● WHAT YOU SHOULD DO: Render the stretch of items from the very beginning through the line containing "column 56, row 153", both ends included, as a JSON list of strings with one string per line and blank lines left out.

## begin THE INPUT

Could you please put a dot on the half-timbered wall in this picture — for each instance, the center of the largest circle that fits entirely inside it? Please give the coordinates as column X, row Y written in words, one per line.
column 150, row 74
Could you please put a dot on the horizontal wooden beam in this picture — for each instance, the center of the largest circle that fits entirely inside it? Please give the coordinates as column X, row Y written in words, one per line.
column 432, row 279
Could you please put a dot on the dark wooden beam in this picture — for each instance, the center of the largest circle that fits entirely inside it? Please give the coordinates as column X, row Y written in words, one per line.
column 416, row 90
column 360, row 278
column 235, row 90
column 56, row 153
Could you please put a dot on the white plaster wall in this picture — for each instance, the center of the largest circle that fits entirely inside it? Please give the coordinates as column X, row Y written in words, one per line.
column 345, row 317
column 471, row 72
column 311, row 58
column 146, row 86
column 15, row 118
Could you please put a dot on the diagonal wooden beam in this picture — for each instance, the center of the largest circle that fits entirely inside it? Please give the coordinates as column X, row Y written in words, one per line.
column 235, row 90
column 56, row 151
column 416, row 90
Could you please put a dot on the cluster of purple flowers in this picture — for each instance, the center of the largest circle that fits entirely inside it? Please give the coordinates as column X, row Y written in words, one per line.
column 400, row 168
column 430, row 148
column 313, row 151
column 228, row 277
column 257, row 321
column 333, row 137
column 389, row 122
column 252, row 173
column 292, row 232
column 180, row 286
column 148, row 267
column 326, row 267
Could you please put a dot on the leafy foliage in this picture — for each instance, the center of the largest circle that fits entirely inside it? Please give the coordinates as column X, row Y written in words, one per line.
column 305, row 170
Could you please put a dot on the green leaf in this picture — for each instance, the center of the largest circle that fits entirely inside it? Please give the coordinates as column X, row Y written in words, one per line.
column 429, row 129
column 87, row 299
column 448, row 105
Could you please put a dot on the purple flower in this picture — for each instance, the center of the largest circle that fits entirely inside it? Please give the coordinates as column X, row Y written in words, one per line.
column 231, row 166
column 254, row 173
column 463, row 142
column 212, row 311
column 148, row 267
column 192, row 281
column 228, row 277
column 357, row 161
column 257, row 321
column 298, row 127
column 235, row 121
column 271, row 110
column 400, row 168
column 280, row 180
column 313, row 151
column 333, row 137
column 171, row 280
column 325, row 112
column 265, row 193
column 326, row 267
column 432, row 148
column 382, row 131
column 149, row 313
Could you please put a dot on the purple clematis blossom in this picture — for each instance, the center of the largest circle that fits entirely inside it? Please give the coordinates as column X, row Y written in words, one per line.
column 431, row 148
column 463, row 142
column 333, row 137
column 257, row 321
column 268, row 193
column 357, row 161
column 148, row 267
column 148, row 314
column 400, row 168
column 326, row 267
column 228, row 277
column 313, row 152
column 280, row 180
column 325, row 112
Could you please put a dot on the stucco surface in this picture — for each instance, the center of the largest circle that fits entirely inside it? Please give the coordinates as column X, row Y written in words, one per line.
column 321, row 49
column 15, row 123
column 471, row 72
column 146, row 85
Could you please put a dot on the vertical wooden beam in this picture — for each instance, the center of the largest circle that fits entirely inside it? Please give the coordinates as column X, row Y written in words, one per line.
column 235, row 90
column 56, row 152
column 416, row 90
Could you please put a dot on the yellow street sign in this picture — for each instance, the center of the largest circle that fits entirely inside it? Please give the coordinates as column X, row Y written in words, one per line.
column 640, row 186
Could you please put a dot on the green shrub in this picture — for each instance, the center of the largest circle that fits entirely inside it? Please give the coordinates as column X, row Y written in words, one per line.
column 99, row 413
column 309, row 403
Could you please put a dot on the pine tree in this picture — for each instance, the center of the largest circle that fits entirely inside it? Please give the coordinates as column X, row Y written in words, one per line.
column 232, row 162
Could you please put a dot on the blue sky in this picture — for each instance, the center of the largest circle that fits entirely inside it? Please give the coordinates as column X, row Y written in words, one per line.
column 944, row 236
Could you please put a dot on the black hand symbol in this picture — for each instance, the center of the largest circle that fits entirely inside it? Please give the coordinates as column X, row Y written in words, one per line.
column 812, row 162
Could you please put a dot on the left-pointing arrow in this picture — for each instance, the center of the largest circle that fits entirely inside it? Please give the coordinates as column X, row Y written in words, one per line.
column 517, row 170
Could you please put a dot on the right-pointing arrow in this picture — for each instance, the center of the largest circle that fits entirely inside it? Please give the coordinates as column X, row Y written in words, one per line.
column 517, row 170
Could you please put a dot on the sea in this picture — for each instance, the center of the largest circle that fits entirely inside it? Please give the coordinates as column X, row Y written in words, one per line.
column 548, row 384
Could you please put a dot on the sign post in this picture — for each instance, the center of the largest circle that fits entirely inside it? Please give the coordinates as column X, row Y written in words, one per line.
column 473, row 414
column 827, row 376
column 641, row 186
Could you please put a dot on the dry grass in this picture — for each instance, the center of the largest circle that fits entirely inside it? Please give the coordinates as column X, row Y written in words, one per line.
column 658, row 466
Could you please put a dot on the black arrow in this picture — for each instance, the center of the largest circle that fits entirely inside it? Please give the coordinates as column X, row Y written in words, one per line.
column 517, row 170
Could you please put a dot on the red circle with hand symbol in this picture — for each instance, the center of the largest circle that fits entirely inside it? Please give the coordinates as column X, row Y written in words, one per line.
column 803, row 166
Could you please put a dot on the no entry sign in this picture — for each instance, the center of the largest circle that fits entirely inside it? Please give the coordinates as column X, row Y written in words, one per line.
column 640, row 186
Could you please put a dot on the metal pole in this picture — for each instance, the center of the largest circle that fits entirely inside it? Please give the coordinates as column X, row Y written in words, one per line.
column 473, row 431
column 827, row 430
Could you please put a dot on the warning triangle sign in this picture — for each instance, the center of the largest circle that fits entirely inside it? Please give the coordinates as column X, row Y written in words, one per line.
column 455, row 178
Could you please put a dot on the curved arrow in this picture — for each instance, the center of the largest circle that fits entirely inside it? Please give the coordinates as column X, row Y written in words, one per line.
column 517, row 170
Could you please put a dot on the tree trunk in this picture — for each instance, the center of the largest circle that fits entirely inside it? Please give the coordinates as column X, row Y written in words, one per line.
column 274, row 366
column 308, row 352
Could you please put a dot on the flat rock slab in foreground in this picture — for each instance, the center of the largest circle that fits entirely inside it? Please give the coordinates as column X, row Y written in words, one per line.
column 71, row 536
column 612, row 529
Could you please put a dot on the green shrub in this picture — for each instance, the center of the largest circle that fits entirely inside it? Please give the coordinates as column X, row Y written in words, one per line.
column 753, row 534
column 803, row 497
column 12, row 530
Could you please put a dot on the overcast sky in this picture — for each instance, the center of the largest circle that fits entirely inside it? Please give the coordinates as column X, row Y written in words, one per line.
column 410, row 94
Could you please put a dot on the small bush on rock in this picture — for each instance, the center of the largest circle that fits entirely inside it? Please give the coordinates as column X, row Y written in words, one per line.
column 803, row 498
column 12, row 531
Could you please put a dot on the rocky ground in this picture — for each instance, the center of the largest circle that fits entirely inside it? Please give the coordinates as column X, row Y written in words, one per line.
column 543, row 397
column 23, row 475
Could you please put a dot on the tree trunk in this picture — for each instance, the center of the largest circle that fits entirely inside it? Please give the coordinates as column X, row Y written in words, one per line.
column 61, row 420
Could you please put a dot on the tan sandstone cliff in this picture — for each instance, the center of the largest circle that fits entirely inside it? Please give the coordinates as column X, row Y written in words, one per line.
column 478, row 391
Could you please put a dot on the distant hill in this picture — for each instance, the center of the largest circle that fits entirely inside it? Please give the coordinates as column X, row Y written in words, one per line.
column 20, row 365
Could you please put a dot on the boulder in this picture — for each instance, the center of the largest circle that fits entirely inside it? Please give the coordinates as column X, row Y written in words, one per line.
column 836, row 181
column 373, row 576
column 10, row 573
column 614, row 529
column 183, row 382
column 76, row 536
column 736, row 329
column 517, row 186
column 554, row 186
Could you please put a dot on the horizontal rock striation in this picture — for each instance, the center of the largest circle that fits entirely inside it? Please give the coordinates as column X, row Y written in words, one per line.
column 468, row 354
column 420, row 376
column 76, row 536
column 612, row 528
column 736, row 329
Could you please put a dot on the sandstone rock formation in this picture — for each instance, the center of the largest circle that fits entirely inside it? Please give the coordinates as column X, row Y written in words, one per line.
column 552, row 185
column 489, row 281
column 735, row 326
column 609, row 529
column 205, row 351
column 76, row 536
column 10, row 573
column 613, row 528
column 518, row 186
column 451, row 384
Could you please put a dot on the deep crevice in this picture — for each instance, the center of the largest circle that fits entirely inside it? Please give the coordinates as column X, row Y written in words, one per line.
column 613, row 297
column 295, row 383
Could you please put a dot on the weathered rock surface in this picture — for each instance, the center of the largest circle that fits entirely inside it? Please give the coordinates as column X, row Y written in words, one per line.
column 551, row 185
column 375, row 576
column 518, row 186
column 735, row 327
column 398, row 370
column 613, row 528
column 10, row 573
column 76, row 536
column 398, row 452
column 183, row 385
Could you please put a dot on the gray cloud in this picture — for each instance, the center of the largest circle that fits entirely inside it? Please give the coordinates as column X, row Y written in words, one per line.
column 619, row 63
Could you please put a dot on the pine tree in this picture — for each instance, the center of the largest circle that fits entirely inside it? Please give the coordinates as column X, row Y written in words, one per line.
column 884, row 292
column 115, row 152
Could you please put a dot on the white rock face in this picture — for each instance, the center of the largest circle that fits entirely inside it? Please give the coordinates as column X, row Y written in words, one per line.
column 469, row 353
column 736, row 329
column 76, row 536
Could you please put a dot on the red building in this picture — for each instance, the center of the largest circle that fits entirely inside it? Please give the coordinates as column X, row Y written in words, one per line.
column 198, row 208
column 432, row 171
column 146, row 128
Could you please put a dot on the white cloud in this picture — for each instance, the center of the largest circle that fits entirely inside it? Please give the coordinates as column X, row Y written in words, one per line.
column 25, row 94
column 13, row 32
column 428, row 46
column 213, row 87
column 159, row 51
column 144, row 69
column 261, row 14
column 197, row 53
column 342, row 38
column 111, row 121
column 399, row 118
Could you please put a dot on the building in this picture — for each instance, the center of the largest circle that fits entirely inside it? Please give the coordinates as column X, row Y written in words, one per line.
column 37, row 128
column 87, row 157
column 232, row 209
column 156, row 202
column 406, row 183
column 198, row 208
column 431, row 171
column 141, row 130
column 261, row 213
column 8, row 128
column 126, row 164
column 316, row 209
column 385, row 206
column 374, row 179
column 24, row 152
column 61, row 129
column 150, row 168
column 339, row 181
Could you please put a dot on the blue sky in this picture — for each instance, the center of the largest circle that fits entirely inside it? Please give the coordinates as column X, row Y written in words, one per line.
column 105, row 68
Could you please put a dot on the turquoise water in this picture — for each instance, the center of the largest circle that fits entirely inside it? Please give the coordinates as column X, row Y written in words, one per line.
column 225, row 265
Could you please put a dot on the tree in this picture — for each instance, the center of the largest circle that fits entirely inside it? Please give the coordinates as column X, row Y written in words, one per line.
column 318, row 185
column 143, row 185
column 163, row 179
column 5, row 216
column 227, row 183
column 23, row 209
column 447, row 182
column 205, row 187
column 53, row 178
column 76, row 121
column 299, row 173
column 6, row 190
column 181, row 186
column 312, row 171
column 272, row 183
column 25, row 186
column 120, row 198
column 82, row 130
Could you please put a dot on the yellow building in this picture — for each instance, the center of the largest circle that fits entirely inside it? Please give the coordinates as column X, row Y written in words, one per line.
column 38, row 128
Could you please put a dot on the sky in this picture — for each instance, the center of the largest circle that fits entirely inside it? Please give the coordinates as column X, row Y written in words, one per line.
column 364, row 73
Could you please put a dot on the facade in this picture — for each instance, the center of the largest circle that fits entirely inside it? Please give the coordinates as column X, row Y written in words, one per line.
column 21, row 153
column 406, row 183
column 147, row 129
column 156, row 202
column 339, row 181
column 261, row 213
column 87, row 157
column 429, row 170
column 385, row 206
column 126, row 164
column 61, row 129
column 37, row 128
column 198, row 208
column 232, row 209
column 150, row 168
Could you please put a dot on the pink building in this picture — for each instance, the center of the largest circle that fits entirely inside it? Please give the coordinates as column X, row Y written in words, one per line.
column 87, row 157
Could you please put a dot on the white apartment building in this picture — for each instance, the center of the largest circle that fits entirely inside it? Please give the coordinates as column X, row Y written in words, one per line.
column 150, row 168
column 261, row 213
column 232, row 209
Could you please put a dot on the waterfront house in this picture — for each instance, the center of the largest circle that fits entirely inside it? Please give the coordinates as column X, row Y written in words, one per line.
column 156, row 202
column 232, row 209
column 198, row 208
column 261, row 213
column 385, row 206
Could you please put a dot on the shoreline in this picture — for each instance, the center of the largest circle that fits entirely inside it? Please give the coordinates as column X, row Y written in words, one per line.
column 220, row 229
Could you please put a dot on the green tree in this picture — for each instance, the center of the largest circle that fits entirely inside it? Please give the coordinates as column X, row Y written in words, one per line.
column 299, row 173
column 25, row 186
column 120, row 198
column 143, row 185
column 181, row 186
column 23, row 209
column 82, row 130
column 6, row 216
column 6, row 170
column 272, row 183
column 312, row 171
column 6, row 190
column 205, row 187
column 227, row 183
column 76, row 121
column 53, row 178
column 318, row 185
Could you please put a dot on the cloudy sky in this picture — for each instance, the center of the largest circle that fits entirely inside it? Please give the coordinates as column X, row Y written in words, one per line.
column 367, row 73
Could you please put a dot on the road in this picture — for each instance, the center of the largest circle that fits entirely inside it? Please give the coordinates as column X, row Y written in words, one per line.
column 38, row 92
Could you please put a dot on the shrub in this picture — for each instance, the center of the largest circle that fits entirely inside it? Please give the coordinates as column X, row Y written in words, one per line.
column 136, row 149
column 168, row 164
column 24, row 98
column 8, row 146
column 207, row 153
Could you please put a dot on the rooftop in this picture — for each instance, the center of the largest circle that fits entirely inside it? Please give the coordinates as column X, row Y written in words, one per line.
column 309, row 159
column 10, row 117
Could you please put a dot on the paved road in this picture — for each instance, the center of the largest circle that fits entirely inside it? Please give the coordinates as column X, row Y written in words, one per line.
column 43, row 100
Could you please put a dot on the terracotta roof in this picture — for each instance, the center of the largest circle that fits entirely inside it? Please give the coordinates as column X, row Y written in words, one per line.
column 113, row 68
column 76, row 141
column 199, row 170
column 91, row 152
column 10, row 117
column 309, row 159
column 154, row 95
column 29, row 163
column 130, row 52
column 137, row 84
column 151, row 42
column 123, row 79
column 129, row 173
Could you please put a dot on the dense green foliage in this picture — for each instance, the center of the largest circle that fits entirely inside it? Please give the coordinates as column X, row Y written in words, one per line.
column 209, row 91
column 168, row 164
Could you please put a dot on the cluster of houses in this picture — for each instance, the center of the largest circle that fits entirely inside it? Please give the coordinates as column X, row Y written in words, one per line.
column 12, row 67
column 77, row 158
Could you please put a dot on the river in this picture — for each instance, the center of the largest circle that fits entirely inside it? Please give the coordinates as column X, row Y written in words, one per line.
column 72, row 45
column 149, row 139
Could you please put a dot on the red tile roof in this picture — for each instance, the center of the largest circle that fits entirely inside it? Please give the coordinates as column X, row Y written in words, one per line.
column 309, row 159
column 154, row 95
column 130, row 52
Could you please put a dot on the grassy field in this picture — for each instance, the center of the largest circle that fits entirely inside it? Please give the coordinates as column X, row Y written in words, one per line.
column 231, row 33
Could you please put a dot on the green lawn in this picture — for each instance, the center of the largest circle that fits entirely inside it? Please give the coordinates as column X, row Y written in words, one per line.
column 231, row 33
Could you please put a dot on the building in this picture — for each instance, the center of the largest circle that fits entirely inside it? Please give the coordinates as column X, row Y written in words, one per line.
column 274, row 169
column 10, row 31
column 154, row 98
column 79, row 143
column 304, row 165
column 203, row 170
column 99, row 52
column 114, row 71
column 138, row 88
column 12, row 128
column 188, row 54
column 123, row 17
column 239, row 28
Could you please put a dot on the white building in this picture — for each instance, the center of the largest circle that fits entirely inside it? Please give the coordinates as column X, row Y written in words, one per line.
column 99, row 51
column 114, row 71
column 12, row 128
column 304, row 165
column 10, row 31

## end THE INPUT

● COMPLETE RESPONSE:
[
  "Could you please put a dot on the half-timbered wall in this picture — for each instance, the center of the largest circle that fits entirely inside it? Please give the coordinates as column X, row Y written in words, one per line.",
  "column 150, row 74",
  "Could you please put a dot on the horizontal wooden beam in this picture — for each instance, the center of the largest circle that fits entirely inside it? Please give the coordinates as column X, row Y written in words, one per line.",
  "column 432, row 279",
  "Could you please put a dot on the dark wooden beam in this picture — for each instance, the center of the largest circle that fits entirely inside it? Please give the coordinates as column X, row Y written in words, one per line.",
  "column 416, row 90",
  "column 360, row 278",
  "column 235, row 90",
  "column 56, row 153"
]